*TEXTE FOURNI*
━━━━━━━━
Les mouvements sociaux, par leurs actions précises et leurs propositions ciblées sur des problèmes reconnus y contribuent. Mais chacun le fait à partir de son secteur d’activité, de ce qui le motive. Et si la richesse d’idées et d’informations qui circulent est considérable, sans équivalent avec ce que l’on connaissait dans le passé, la cacophonie est grande, et la cohérence d’ensemble peu assurée, et au demeurant hors de portée actuellement, à l’exception de quelques grands thèmes unificateurs.
Mais qu’est-ce que le mouvement social actuel ? C’est tout ce qui se proclame, agit, fonctionne à côté, en dehors du politique, et exerce une poussée sur lui, tout en étant à son tour sous la pression du politique au sens traditionnel (les organisations politiques, dans un spectre qui peut être large), voire est l’objet de manipulations ou de tentatives de reconquête par les politiques.
━━━━━━━━
Exemples d'annotation par points:

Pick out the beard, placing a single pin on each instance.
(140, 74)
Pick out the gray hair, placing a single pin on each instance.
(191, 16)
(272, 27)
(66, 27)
━━━━━━━━
*CONSIGNES DE TRAVAIL*
1. D'après le texte sur le mouvement social, à partir de quoi chaque mouvement social apporte-t-il sa contribution ?
2. Comptez les lignes des enregistrements qui contiennent la chaîne "each", puis donnez uniquement ce nombre.
Le texte et les enregistrements proviennent de sources distinctes.

*RÉPONSES CORRECTES*
1. À partir de son secteur d'activité, de ce qui le motive.

2. 2